## begin DATASET EXTRACT

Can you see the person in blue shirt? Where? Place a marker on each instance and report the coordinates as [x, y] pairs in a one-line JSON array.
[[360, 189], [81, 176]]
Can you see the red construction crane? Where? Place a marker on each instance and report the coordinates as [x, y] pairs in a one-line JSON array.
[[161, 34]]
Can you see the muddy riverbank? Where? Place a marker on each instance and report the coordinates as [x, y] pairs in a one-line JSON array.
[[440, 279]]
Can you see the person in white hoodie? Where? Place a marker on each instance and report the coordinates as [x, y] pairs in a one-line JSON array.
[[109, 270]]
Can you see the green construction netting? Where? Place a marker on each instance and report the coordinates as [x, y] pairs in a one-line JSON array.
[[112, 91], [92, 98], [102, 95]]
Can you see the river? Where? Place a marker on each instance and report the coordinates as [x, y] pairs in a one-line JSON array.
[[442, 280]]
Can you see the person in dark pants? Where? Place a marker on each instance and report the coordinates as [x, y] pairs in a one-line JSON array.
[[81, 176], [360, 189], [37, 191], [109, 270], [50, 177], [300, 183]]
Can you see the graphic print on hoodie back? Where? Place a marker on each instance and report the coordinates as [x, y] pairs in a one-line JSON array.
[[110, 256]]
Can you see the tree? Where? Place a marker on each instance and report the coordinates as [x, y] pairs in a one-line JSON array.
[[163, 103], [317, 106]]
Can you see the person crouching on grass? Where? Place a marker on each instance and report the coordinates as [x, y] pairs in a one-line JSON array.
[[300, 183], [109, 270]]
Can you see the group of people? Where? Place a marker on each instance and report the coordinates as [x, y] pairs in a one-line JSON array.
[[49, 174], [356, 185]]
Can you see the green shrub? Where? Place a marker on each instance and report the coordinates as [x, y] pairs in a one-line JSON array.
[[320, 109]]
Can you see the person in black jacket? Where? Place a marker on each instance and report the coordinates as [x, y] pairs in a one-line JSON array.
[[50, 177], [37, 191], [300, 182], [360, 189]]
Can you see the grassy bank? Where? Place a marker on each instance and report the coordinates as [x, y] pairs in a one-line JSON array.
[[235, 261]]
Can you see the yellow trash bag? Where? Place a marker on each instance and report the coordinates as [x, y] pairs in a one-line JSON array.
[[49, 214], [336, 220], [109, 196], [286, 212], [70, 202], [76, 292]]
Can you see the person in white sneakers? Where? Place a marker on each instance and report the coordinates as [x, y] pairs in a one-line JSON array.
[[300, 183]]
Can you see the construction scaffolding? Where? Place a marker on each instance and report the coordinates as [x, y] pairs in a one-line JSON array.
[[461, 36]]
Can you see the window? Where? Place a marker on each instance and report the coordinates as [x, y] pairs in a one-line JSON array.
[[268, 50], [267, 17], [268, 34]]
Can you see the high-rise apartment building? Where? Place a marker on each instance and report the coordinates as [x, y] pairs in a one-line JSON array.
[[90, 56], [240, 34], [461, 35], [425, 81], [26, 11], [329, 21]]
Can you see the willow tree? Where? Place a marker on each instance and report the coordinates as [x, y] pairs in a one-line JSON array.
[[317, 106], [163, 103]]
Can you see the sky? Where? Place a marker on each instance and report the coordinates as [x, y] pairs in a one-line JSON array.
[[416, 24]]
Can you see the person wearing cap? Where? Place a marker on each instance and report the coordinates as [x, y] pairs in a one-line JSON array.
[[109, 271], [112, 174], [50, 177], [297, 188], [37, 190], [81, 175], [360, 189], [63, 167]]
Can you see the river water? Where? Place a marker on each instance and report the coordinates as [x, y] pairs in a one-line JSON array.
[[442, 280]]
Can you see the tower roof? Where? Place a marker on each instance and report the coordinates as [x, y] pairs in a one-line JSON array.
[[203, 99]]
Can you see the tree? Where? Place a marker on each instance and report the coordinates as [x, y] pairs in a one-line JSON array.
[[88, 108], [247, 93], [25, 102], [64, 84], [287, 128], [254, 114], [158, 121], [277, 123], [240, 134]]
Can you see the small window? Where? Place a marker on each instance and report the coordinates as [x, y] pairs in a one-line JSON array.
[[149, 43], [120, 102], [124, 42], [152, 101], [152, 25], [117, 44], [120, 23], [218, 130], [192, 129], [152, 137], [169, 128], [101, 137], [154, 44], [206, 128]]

## end DATASET EXTRACT

• [YOUR GOAL]: Render every line of the data above as a Markdown table with two columns, "Row" and "Data line", numbering each row and leaving out blank lines.

• [WRITTEN SOLUTION]:
| Row | Data line |
|---|---|
| 1 | Can you see the person in blue shirt? Where? Place a marker on each instance and report the coordinates as [x, y] pairs in a one-line JSON array. |
| 2 | [[360, 189], [81, 176]] |
| 3 | Can you see the red construction crane? Where? Place a marker on each instance and report the coordinates as [x, y] pairs in a one-line JSON array. |
| 4 | [[161, 34]] |
| 5 | Can you see the muddy riverbank? Where? Place a marker on each instance and report the coordinates as [x, y] pairs in a one-line JSON array. |
| 6 | [[440, 279]] |
| 7 | Can you see the person in white hoodie? Where? Place a marker on each instance and report the coordinates as [x, y] pairs in a one-line JSON array. |
| 8 | [[109, 270]] |
| 9 | Can you see the green construction netting? Where? Place a marker on each instance and report the coordinates as [x, y] pairs in a one-line JSON array. |
| 10 | [[112, 91], [92, 98], [102, 95]] |
| 11 | Can you see the river? Where? Place a marker on each instance and report the coordinates as [x, y] pairs in a one-line JSON array. |
| 12 | [[442, 280]] |
| 13 | Can you see the person in dark pants? Where? Place a marker on each instance and report the coordinates as [x, y] pairs in a one-line JSON array. |
| 14 | [[81, 176], [360, 189], [37, 191], [109, 270], [50, 177], [300, 183]] |
| 15 | Can you see the graphic print on hoodie back? Where? Place a marker on each instance and report the coordinates as [x, y] pairs in a one-line JSON array. |
| 16 | [[110, 256]] |
| 17 | Can you see the tree? Where? Place a marker on each instance and report the coordinates as [x, y] pairs in a one-line JSON array. |
| 18 | [[163, 103], [317, 106]] |
| 19 | Can you see the person crouching on grass? Where? Place a marker on each instance and report the coordinates as [x, y] pairs in a one-line JSON array. |
| 20 | [[300, 183], [109, 270]] |
| 21 | Can you see the group of people? Where? Place a marker on each instance and report the coordinates as [x, y] pairs in a one-line JSON array. |
| 22 | [[49, 174], [356, 185]] |
| 23 | Can you see the green shrub? Where? Place a marker on each instance and report the coordinates as [x, y] pairs in a one-line JSON array. |
| 24 | [[320, 109]] |
| 25 | Can you see the person in black jacket? Where? Place a marker on each instance and report the coordinates as [x, y] pairs in a one-line JSON array. |
| 26 | [[50, 177], [37, 191], [300, 182], [360, 189]] |
| 27 | Can you see the grassy bank? Where? Place a marker on each instance and report the coordinates as [x, y] pairs in a one-line JSON array. |
| 28 | [[235, 261]] |
| 29 | Can you see the yellow trash bag? Where? Place a marker on each instance and report the coordinates as [x, y] pairs in a one-line JSON array. |
| 30 | [[49, 214], [336, 220], [109, 196], [286, 212], [70, 202], [76, 292]] |
| 31 | Can you see the person in white sneakers? Where? Place a marker on each instance and report the coordinates as [x, y] pairs in a one-line JSON array. |
| 32 | [[300, 183]] |
| 33 | Can you see the construction scaffolding? Where? Place a marker on each instance and report the coordinates as [x, y] pairs in a one-line JSON array. |
| 34 | [[461, 36]] |
| 35 | Can you see the window? Where? Place a marker on each instance and report the coordinates as [x, y] pairs in a one-line JSON array. |
| 36 | [[268, 50], [267, 17], [268, 34]] |
| 37 | Can you see the high-rise apartment building? Where? Place a marker on each instance and report the coordinates as [x, y] pairs in a one-line JSON array. |
| 38 | [[90, 56], [240, 34], [461, 35], [425, 81], [26, 11], [329, 21]] |
| 39 | Can you see the willow tree? Where? Place a marker on each instance and report the coordinates as [x, y] pairs in a one-line JSON array. |
| 40 | [[317, 106], [163, 103]] |
| 41 | Can you see the sky? Where? Place a marker on each instance and report the coordinates as [x, y] pairs in a one-line JSON array. |
| 42 | [[416, 24]] |
| 43 | Can you see the person wearing cap? Where? Place a marker on each instance and report the coordinates as [x, y] pairs in a one-line JSON array. |
| 44 | [[109, 271], [112, 174], [50, 177], [297, 188], [37, 190], [81, 175], [360, 189], [63, 167]] |
| 45 | Can you see the river water? Where? Place a marker on each instance and report the coordinates as [x, y] pairs in a one-line JSON array. |
| 46 | [[442, 280]] |
| 47 | Can you see the tower roof? Where? Place a marker on each instance and report the coordinates as [x, y] pairs in a one-line JSON array. |
| 48 | [[203, 99]] |
| 49 | Can you see the tree? Where? Place a marker on each instance and report the coordinates as [x, y] pairs in a one-line JSON array. |
| 50 | [[88, 108], [247, 93], [25, 102], [64, 84], [287, 128], [254, 114], [158, 121], [277, 123], [240, 134]] |
| 51 | Can you see the small window? Where? Place a marker on each instance and report the coordinates as [x, y] pairs in a one-line JSON array. |
| 52 | [[149, 43], [120, 102], [124, 42], [152, 101], [152, 25], [117, 44], [120, 23], [218, 130], [192, 129], [152, 137], [169, 128], [101, 137], [154, 44], [206, 128]] |